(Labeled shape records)
(begin)

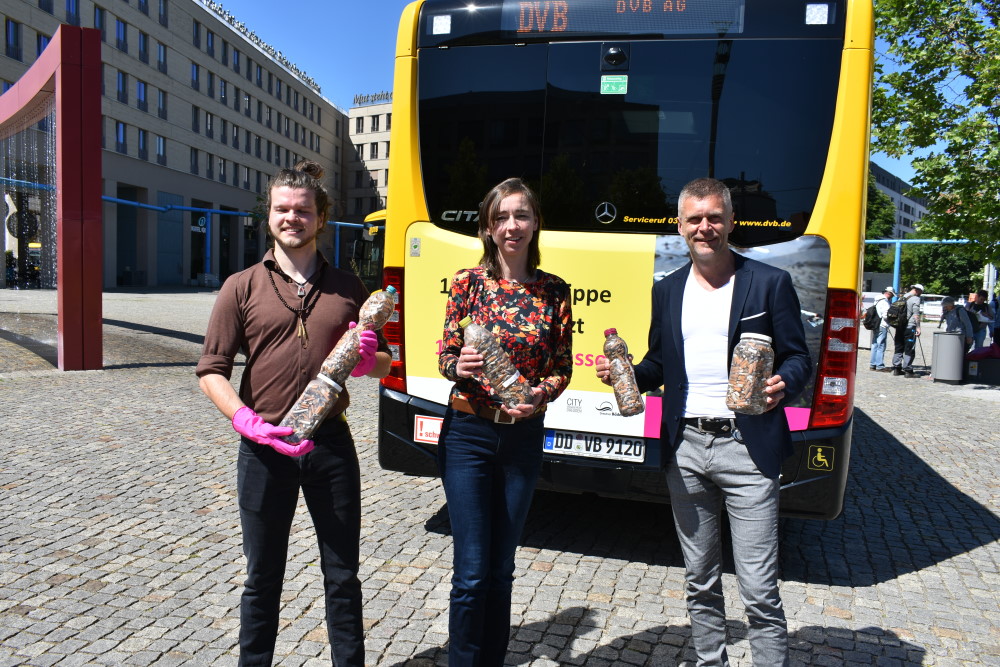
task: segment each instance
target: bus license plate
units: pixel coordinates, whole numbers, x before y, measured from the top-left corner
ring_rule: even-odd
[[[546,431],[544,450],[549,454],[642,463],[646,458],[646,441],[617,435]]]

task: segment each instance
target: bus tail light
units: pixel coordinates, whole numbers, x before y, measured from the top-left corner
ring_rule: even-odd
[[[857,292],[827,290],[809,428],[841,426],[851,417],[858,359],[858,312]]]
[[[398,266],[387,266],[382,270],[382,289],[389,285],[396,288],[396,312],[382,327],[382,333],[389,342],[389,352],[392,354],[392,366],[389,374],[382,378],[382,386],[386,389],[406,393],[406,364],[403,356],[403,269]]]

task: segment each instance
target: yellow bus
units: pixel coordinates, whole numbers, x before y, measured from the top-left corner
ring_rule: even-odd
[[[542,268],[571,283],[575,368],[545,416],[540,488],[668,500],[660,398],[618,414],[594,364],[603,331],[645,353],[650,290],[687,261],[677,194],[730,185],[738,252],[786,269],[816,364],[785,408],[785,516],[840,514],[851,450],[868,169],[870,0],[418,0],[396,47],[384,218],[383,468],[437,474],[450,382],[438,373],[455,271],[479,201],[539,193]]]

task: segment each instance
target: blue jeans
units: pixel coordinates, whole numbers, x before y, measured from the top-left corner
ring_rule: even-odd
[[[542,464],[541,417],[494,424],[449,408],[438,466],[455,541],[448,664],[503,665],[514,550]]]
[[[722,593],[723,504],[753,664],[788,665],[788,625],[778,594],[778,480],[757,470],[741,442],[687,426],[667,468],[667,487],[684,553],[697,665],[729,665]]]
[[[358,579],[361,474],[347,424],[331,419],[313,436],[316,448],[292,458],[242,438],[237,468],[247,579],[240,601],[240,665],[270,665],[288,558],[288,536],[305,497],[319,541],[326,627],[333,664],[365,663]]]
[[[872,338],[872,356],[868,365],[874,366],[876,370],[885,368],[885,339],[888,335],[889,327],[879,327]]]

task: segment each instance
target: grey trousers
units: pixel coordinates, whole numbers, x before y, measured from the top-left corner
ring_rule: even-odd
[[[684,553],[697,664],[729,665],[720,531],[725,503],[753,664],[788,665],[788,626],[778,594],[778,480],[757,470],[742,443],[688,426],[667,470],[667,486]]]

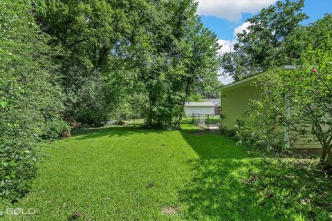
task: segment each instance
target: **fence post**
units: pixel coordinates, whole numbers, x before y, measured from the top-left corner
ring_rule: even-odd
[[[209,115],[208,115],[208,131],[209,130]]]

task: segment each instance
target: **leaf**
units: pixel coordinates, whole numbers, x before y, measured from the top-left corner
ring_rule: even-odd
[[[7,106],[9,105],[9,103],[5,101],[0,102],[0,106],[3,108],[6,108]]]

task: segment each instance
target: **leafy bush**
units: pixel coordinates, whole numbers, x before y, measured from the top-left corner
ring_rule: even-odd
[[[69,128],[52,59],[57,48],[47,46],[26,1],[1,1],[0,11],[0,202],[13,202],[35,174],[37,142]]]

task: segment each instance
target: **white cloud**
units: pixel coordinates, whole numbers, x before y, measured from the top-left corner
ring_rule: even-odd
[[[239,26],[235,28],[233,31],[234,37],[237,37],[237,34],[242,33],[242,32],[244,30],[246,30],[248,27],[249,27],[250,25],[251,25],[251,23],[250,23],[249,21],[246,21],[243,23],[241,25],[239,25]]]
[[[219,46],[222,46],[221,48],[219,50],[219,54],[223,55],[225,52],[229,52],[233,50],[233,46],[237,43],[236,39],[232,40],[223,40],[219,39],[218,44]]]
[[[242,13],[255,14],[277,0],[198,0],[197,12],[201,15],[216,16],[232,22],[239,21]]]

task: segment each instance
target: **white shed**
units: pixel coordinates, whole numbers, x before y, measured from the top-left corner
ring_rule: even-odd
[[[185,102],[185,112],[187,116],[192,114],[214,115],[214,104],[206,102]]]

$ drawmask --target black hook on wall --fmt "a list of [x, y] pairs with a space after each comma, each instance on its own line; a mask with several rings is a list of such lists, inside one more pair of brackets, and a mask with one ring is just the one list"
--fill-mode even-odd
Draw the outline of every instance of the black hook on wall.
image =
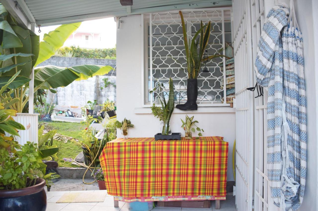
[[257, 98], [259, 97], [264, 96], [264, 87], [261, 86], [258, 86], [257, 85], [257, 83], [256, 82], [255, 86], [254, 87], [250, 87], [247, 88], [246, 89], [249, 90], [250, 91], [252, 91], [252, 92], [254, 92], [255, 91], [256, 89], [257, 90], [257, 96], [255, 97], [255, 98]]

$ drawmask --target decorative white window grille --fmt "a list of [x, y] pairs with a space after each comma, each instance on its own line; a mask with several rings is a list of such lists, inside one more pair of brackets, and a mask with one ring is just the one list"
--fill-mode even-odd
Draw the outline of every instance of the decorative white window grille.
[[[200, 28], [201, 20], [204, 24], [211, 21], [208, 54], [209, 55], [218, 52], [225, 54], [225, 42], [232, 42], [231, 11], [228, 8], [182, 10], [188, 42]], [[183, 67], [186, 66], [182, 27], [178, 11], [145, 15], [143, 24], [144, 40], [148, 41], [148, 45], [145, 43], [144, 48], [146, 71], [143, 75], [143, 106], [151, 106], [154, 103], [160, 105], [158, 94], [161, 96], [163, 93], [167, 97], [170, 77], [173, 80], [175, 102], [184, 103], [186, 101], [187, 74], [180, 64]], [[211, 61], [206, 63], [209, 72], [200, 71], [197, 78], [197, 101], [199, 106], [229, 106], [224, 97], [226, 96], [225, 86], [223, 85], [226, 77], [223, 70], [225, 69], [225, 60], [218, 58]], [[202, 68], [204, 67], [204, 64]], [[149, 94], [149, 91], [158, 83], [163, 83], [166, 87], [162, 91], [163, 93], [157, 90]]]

(end)
(begin)

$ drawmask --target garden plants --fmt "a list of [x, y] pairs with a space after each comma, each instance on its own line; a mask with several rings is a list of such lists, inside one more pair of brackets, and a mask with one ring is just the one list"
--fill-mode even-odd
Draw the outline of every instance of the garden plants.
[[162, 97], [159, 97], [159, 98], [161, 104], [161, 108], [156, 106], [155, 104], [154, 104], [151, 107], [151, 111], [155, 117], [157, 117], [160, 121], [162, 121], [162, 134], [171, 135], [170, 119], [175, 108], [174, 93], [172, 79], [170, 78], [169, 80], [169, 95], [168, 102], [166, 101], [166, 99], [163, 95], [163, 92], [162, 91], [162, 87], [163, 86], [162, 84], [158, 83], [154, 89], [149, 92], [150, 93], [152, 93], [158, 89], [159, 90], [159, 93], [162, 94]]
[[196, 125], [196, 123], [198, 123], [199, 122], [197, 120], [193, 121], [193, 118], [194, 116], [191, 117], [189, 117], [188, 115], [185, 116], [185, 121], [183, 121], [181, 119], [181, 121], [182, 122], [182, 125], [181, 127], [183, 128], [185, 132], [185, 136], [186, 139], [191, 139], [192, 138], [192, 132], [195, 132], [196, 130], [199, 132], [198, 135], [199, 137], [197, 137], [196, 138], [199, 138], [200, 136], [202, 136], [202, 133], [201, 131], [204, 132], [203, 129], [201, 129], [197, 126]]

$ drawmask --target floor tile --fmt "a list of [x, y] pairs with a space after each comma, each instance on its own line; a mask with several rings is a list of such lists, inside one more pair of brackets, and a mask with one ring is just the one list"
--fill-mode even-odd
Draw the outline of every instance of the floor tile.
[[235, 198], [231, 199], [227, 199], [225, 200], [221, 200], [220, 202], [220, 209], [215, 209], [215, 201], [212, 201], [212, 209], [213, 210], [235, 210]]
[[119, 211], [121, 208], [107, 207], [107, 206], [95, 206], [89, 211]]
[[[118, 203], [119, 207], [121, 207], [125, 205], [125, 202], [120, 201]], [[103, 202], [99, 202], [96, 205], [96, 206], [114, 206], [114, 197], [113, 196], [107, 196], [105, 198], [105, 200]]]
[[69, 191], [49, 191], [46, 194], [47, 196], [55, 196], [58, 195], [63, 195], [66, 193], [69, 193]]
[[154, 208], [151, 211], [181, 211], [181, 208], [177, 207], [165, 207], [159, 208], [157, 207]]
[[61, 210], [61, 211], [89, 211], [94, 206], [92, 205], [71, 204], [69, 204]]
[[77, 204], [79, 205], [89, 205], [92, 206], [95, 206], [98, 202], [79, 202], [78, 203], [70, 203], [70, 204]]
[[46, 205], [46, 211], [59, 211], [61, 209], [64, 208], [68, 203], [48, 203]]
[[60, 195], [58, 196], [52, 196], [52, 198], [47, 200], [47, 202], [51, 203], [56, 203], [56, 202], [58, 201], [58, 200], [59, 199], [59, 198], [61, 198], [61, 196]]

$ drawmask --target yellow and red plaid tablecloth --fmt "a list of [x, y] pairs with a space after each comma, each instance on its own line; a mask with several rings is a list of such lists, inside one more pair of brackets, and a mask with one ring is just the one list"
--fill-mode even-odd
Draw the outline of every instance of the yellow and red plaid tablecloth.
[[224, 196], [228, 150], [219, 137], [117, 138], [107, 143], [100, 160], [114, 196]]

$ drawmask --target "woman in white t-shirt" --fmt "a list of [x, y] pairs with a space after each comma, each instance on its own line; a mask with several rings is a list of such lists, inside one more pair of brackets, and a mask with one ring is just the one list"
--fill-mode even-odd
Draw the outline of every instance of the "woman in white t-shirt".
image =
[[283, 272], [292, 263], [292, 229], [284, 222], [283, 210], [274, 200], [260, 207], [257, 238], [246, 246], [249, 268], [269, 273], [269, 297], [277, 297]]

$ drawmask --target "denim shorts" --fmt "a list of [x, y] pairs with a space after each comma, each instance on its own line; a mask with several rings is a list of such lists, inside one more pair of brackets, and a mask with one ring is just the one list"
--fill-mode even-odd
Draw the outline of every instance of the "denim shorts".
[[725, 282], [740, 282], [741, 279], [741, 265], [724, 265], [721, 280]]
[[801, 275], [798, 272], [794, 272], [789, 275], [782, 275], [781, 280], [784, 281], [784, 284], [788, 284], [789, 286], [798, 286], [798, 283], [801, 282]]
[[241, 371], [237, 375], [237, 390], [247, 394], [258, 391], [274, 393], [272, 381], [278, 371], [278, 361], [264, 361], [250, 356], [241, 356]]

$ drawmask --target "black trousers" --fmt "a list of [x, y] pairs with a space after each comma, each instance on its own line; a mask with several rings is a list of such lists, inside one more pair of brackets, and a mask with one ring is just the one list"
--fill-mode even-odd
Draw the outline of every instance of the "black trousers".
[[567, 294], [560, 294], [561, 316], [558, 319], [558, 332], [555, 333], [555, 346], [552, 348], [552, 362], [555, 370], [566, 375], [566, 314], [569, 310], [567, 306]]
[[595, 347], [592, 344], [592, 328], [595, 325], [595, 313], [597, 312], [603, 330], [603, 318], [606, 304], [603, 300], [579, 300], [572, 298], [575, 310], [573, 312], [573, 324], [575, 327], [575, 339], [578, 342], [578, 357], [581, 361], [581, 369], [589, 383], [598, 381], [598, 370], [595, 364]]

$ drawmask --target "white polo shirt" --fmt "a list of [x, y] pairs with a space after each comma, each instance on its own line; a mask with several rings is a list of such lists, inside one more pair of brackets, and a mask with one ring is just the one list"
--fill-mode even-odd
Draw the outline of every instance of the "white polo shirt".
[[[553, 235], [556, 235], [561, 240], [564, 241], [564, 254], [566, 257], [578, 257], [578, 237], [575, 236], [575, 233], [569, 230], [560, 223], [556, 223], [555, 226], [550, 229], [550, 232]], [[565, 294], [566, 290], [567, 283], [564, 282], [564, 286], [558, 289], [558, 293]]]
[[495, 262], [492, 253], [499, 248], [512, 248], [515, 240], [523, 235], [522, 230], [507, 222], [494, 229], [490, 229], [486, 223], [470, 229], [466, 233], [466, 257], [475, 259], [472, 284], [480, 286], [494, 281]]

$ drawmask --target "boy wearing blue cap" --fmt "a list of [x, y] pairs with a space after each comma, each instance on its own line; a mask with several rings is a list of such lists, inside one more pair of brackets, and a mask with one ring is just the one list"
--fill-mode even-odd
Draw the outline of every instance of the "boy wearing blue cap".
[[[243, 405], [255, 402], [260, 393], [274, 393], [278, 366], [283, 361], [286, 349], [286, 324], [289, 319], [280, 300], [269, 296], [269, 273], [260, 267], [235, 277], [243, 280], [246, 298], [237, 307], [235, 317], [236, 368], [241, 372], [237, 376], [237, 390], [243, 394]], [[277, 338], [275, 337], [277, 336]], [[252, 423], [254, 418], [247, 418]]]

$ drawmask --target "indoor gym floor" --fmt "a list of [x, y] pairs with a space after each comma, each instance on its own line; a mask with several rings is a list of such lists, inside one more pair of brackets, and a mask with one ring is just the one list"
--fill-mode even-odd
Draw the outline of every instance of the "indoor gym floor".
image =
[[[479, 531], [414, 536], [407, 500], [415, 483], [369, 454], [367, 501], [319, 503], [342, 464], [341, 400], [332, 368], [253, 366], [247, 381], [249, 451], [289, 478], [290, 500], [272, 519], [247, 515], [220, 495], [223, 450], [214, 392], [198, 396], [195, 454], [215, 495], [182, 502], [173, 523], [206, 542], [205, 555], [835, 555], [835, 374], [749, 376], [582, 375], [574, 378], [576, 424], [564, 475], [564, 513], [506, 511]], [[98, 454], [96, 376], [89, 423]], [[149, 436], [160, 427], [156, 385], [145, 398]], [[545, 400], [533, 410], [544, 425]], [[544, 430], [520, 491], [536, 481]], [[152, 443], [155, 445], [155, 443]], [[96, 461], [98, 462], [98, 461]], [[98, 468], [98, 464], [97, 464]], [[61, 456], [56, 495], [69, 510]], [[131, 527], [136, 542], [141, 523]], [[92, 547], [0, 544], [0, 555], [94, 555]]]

(end)
(begin)

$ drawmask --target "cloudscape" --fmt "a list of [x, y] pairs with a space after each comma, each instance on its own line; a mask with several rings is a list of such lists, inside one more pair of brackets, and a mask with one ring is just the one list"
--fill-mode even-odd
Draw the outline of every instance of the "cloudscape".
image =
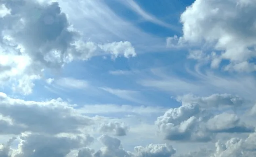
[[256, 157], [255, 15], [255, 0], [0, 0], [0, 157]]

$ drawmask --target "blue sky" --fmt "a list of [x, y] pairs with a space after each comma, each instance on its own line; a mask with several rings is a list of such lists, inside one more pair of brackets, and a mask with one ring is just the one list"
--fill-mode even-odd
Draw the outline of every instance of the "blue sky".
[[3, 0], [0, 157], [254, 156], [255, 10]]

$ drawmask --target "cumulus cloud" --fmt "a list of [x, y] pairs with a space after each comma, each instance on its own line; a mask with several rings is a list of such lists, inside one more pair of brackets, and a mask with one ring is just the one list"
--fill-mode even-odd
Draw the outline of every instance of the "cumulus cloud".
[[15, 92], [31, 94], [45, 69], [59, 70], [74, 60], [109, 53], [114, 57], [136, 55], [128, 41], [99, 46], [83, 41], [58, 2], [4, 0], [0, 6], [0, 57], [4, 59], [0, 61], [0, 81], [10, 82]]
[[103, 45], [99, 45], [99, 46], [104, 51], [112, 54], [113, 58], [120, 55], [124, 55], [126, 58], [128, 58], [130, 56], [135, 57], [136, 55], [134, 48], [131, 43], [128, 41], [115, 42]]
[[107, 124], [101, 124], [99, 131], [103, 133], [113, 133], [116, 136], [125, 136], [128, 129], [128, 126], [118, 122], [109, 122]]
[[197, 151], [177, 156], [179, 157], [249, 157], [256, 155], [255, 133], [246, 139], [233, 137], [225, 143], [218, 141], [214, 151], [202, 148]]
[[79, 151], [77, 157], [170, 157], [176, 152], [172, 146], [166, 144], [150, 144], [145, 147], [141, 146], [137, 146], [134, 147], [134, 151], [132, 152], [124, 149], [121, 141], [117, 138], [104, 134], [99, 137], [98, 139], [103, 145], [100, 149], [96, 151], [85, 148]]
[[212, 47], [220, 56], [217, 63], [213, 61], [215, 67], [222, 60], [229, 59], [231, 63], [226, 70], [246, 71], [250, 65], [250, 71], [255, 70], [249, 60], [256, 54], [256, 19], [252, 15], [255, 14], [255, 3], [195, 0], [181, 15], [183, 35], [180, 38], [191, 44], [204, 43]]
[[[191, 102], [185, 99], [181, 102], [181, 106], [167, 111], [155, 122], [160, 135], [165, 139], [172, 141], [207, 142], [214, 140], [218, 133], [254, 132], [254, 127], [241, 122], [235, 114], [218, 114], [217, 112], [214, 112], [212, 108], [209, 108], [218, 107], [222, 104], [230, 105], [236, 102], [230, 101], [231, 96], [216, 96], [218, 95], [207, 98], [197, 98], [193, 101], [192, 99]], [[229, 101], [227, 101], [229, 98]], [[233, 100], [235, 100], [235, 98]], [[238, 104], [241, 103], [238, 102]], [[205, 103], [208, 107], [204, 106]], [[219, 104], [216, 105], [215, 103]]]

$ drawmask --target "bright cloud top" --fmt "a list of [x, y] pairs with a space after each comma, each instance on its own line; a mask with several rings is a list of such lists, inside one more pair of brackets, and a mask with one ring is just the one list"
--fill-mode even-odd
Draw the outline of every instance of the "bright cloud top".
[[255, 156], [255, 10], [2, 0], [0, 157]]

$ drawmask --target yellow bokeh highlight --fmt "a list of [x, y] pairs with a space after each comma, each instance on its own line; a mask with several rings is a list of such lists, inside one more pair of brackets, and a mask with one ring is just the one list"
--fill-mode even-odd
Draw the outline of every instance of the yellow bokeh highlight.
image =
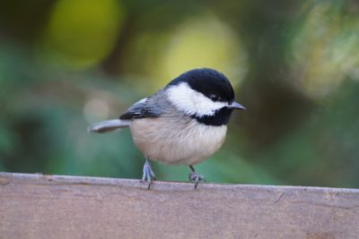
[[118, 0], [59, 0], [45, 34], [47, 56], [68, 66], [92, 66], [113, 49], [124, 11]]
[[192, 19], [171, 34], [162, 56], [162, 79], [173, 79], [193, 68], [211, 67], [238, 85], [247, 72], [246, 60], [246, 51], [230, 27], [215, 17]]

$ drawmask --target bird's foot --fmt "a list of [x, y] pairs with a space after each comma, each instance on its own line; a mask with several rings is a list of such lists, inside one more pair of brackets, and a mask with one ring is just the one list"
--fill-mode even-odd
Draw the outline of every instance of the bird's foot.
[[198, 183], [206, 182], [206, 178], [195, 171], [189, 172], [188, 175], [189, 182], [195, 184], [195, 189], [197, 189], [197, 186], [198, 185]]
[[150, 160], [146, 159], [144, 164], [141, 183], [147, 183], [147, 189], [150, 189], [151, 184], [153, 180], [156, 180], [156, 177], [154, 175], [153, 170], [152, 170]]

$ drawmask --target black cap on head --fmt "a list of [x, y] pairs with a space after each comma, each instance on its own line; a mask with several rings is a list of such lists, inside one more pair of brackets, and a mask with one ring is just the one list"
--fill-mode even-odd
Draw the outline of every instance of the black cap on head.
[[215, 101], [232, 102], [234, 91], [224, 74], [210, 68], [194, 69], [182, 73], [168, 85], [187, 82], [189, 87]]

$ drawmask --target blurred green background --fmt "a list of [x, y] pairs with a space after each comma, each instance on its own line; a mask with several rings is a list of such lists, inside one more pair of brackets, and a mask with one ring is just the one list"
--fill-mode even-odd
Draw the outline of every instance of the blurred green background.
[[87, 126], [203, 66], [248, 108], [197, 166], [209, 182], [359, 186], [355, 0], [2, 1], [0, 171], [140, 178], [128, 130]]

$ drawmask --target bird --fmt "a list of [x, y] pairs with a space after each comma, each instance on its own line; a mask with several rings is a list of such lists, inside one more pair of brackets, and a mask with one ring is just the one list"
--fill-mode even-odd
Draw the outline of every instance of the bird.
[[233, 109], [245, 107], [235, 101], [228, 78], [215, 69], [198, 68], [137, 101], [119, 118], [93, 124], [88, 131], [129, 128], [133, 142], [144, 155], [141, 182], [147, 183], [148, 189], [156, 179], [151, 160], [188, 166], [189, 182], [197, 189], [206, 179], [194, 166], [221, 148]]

(end)

Your instructions.
Edit the entries from the line with "--target black cap" to the line with "166], [221, 148]]", replacing "blurred green background" with "soft-focus green backdrop" and keeping everything else the same. Give back only those lines.

Complete response.
$ drawmask --target black cap on head --fmt "a list of [x, y] pairs with a space after each comma, each instance on its own line; a mask with several rings is a list of such lists, inside one more pair of brackets, and a mask with one ring is just the one list"
--fill-mode even-odd
Draw the outline of every instance of the black cap on head.
[[215, 101], [232, 102], [234, 91], [224, 74], [210, 68], [194, 69], [182, 73], [168, 85], [187, 82], [189, 87]]

$ drawmask --target soft-focus green backdrop --fmt "a list of [x, y] pairs with a space after each comma, each instance on its own line; a mask with several rings is a list of such lists, inside one more pair of brackets, and a mask with one ring is just the one list"
--fill-mode even-odd
Draw the outline of every instance of the soft-focus green backdrop.
[[87, 126], [203, 66], [248, 108], [197, 166], [209, 182], [359, 186], [355, 0], [2, 1], [0, 171], [140, 178], [128, 130]]

$ drawmask --target bird --fmt "a list of [x, y] pairs with a space after each comma, each instance on its own line; a mask with several rings is a list of such lists, inside one more pair of brackets, and a mask with one ring is just the one list"
--fill-mode even-odd
Draw the outline of every instance of the bird.
[[233, 109], [245, 107], [235, 101], [228, 78], [215, 69], [198, 68], [137, 101], [119, 118], [93, 124], [88, 131], [129, 128], [133, 142], [144, 155], [141, 182], [147, 183], [148, 189], [156, 179], [151, 160], [188, 166], [189, 182], [197, 189], [206, 179], [194, 166], [221, 148]]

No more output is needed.